Aim - Retype the Kenny Metcalf interview from "Q&A: Impersonator Kenny" to "in the business.".
** Start Quoted passage **
Q&A: Impersonator Kenny Metcalf on What it's Like to Bring a Legend to Life

Down to the very last rhinestone on a perfectly recreated jacket, when Kenny Metcalf and The Early Years Band is on stage audiences swear they're being serenaded by Elton John himself. Having performed Elton John hits across the country to sold-out shows and earning the endorsements of Mark Cuban, Ryan Seacrest and John's original producer and lead guitarist Caleb Quaye, the California native has made a name for himself as the best Elton John impersonator in the business.
He attributes that success to a variety of things, but attention to detail is certainly front and center. Now, in the middle of Pride season on Saturday, June 15, Metcalf and the band will make their way to The Emerald Theatre in Mount Clemens to play the hits of the legendary LGBTQ icon. BTL caught up with Metcalf via phone in advance of the show to learn more about his process of turning into John, how he got his start and what it takes to successfully imitate a musical great.
** End Quoted passage **
** Start Record extracts **
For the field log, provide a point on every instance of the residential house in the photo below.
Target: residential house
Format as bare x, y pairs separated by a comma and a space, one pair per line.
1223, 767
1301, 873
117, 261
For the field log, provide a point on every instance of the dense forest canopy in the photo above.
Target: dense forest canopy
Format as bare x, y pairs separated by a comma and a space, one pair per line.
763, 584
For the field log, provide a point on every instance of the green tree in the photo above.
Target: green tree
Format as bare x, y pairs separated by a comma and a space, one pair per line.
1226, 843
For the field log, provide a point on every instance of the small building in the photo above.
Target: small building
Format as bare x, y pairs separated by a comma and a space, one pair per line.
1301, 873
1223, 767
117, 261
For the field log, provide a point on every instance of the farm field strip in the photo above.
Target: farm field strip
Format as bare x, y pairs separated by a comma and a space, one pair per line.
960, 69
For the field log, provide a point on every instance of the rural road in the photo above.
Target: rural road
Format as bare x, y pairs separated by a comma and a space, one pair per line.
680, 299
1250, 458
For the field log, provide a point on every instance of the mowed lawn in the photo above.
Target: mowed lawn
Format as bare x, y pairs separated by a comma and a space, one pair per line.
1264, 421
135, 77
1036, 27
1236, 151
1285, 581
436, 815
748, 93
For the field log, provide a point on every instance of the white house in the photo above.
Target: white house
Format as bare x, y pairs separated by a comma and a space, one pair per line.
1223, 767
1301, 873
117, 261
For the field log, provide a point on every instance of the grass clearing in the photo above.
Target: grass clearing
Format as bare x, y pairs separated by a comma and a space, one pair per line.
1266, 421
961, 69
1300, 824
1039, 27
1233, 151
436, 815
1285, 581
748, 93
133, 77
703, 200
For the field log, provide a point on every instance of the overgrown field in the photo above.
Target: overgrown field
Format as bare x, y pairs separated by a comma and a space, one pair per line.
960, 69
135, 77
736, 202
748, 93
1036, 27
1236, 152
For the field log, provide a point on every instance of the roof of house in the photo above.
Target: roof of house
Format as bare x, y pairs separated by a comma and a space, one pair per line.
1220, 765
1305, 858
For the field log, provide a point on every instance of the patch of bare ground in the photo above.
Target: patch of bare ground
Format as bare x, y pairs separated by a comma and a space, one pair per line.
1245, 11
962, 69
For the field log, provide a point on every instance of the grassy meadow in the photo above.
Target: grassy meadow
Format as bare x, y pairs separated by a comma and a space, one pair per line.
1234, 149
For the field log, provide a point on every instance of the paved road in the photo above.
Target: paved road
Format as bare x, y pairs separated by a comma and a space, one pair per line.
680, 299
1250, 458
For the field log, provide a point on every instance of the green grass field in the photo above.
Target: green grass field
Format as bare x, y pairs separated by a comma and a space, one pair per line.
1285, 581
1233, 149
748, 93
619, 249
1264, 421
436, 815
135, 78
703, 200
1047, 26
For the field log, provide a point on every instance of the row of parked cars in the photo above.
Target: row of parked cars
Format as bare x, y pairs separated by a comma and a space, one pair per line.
** End Record extracts **
The result -
Q&A: Impersonator Kenny Metcalf on What it's Like to Bring a Legend to Life

Down to the very last rhinestone on a perfectly recreated jacket, when Kenny Metcalf and The Early Years Band is on stage audiences swear they're being serenaded by Elton John himself. Having performed Elton John hits across the country to sold-out shows and earning the endorsements of Mark Cuban, Ryan Seacrest and John's original producer and lead guitarist Caleb Quaye, the California native has made a name for himself as the best Elton John impersonator in the business.